INSTRUCTIONS TO FOLLOW. Copy every line of the records that includes the word "yarn".

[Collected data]
== Segment start ==

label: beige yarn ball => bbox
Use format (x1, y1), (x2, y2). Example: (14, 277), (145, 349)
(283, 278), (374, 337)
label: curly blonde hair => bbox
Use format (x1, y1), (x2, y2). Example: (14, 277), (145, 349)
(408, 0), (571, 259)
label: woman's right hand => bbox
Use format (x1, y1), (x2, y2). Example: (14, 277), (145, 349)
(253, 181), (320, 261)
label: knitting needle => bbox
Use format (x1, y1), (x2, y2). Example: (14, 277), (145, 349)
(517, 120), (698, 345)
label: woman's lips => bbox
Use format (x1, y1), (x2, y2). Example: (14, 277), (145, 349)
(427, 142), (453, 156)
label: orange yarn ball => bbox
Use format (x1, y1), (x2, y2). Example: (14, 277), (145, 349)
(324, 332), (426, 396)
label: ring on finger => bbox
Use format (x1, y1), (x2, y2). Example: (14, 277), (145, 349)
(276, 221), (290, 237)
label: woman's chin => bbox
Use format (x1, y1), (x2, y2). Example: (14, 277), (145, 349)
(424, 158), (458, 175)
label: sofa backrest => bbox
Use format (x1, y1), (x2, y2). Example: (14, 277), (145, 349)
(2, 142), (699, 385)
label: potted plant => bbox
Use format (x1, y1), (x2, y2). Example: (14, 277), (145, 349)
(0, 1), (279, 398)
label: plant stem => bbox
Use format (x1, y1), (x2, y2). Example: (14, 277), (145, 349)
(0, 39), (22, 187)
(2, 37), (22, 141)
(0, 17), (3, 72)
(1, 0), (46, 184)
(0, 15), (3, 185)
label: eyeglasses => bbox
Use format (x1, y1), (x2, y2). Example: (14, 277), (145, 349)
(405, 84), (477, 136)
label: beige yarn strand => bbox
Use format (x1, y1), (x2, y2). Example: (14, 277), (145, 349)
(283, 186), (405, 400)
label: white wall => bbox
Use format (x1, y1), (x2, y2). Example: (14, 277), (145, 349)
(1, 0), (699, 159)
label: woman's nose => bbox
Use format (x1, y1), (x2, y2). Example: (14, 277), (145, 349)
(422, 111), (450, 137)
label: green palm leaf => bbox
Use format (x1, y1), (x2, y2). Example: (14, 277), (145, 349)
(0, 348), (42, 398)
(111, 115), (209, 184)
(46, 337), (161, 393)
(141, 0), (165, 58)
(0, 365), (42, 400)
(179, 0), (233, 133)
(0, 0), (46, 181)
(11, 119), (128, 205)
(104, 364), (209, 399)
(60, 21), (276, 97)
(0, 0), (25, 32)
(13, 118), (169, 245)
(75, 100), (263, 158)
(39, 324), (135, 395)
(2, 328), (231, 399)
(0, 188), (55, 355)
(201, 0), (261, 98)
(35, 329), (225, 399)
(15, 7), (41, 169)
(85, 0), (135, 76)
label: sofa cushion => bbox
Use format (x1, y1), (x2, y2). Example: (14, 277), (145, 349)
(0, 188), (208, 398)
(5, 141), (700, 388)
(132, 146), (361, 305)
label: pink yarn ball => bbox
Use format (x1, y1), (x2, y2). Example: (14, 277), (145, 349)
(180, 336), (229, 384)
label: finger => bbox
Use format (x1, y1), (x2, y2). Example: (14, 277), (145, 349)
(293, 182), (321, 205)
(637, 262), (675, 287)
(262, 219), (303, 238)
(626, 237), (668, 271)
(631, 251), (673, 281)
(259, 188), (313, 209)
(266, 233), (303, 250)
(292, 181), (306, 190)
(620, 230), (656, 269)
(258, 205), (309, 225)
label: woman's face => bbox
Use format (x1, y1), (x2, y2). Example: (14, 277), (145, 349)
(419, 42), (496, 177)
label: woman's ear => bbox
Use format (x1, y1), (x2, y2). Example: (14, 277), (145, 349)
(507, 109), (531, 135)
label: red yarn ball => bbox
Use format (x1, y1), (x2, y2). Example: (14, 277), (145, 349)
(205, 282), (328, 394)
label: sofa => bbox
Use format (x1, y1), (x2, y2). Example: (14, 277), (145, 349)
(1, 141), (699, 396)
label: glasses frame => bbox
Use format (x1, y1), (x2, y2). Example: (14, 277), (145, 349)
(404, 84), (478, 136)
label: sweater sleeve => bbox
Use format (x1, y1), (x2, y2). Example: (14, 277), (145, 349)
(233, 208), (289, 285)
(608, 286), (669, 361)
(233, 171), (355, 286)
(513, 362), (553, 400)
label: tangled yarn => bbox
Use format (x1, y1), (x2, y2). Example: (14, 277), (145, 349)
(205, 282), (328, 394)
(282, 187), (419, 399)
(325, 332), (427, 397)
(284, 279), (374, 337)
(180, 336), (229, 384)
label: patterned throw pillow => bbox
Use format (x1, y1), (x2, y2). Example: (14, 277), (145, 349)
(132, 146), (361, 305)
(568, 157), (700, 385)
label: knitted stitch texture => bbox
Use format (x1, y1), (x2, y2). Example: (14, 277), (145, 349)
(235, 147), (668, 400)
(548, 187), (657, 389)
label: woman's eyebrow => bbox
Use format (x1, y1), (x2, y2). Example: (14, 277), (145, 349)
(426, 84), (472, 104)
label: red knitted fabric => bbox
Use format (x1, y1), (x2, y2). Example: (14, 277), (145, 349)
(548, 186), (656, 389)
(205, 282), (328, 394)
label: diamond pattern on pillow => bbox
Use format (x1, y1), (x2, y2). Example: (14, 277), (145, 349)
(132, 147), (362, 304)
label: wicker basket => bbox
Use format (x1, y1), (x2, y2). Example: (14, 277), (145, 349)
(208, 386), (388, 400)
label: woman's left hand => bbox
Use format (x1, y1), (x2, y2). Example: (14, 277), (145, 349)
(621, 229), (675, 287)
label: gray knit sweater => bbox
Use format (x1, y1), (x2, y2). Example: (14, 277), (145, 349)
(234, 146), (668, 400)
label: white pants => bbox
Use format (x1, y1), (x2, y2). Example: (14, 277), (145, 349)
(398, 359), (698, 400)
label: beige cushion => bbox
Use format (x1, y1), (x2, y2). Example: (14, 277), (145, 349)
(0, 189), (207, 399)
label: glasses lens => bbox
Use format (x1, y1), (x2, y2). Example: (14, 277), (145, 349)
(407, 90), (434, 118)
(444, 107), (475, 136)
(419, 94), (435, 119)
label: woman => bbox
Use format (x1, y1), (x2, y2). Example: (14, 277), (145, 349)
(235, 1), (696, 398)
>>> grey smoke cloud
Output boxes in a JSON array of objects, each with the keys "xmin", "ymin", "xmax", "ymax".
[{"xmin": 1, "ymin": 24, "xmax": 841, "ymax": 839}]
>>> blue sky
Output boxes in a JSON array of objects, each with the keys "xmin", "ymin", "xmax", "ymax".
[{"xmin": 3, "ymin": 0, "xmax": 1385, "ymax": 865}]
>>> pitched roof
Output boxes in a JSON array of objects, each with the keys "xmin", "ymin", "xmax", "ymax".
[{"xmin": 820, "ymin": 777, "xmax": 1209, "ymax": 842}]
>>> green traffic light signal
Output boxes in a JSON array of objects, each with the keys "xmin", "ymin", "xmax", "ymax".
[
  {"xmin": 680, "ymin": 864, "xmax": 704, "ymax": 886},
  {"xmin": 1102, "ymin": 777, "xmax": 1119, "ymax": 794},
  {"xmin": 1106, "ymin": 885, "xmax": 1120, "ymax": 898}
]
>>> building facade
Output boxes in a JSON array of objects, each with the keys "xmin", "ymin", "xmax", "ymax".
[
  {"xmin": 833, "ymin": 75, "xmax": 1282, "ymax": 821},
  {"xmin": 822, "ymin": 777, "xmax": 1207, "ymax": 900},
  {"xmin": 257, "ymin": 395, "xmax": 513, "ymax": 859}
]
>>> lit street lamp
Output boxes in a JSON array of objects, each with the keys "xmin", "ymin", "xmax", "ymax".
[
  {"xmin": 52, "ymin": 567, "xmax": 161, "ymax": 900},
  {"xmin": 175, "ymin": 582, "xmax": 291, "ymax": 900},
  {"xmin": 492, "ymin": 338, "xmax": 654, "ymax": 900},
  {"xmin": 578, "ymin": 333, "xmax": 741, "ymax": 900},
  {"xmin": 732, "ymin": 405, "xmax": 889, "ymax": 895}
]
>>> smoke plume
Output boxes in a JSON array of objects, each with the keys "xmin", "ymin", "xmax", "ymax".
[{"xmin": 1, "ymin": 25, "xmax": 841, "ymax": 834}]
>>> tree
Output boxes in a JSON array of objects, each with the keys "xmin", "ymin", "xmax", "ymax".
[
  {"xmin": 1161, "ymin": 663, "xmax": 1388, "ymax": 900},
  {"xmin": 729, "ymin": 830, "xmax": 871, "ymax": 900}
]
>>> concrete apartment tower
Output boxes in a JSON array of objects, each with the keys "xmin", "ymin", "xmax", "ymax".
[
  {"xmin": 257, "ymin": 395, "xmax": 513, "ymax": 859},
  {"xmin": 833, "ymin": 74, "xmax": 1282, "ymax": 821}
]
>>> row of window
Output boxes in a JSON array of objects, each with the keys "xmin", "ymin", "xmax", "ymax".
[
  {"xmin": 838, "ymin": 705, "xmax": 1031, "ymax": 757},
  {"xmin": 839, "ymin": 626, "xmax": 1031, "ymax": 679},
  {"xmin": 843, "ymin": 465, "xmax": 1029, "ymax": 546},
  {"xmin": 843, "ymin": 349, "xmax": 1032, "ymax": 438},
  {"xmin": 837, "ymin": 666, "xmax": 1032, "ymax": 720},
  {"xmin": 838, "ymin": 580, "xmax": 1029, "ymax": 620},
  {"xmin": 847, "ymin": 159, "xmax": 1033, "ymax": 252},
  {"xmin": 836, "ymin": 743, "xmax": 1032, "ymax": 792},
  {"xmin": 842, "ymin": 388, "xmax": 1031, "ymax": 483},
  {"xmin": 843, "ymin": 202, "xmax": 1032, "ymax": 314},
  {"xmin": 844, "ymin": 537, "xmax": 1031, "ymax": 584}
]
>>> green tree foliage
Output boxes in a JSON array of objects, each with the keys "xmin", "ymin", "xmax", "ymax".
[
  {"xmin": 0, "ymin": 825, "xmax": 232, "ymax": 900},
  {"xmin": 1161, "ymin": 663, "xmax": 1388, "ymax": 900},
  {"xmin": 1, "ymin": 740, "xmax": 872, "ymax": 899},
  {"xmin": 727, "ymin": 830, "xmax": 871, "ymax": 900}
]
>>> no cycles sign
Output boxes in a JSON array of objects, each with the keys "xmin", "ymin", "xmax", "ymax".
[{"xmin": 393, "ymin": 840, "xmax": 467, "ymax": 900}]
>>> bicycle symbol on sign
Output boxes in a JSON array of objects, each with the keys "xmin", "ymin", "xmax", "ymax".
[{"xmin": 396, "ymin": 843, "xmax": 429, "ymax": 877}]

== Segment end ==

ANSWER TO THIS TASK.
label: beige yarn ball => bbox
label: orange yarn ball => bbox
label: beige yarn strand => bbox
label: pink yarn ball => bbox
label: red yarn ball => bbox
label: tangled yarn => bbox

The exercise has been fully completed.